- _Texto de origem_:

• • • •

E feriu 13 pessoas, mais nove agentes de segurança e quatro civis, dois dos quais continuam em estado grave.

Por isso, deixou uns milhares de mães, de pais, de irmãos, de filhos e de amigos dos mortos e dos feridos de luto ou em desespero.

Entretanto, o Urso, chefe do tráfico nas favelas daquelas regiões e principal alvo da operação, continua foragido. Os “vices” Pezão e Abelha, idem. Pedro Bala, o líder operacional da organização, também escapou. Gardenal, criminoso com os pelouros da segurança e da expansão territorial, é outro que continua à solta, assim como o BMW, o dirigente a quem compete arregimentar e treinar novos soldados da temida Tropa do Urso.

• • • •

- _Instruções_:
[a] Indique todos os nomes pelos quais o texto sobre a operação nas favelas designa os criminosos que continuam foragidos.
[b] Segundo o texto sobre a operação nas favelas, que tarefa compete ao BMW?
[c] Prossiga o texto sobre a operação nas favelas a partir do ponto em que termina.

- _Itens_:
• • • •

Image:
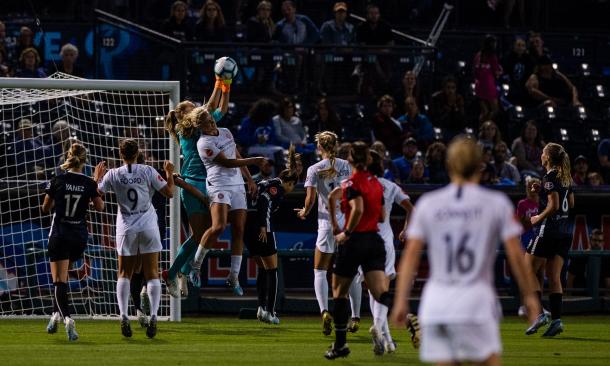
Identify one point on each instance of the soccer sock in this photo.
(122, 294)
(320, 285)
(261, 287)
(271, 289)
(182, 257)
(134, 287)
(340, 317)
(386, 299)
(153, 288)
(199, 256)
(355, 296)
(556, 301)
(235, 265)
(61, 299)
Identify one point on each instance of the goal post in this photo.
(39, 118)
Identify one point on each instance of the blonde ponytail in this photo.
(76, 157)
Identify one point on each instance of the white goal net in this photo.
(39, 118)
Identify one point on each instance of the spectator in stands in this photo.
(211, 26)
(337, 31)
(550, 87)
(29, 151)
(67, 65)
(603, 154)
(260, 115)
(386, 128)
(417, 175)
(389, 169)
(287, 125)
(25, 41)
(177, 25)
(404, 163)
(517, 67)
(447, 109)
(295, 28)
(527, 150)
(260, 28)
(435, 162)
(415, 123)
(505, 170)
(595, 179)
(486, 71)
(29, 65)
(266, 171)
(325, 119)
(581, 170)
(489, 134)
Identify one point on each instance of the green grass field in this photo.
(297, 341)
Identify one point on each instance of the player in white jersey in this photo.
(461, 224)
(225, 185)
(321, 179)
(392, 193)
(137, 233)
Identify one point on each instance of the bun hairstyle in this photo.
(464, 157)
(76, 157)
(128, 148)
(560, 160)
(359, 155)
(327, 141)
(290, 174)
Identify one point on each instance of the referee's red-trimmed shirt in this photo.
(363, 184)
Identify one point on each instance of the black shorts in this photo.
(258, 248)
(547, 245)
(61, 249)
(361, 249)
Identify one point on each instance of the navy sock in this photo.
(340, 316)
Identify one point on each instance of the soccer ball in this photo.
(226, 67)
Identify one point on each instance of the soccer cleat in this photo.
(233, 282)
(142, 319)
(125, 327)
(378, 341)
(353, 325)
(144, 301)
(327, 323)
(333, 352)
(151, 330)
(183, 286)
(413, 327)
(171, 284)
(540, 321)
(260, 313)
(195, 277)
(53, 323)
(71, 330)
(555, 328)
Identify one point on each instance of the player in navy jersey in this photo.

• • • •

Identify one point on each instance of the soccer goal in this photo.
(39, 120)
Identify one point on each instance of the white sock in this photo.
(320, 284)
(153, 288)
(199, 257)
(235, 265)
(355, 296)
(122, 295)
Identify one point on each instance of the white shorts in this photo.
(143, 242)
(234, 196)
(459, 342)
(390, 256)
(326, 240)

• • • •

- _Respostas por ordem_:
[a] Urso, Pezão, Abelha, Pedro Bala, Gardenal e BMW.

[b] Compete-lhe arregimentar e treinar novos soldados da Tropa do Urso.

[c]
Por outro lado, dez em cada dez especialistas em segurança pública no Brasil, em geral, e no Rio, em particular, garantem que, mesmo após a mais letal operação policial da história do país, a insegurança vai continuar exatamente no mesmo nível, assim como continuou após todas as outras operações do género, mediáticas e inconsequentes, do passado.

No entanto, Cláudio Castro, o governador do Rio de Janeiro, considerou a Operação Contenção “um sucesso”.

Se o comandante Edward John Smith tivesse sobrevivido ao naufrágio do Titanic e classificado o passeio pelo Atlântico como um “êxito” não seria tão patético e imoral.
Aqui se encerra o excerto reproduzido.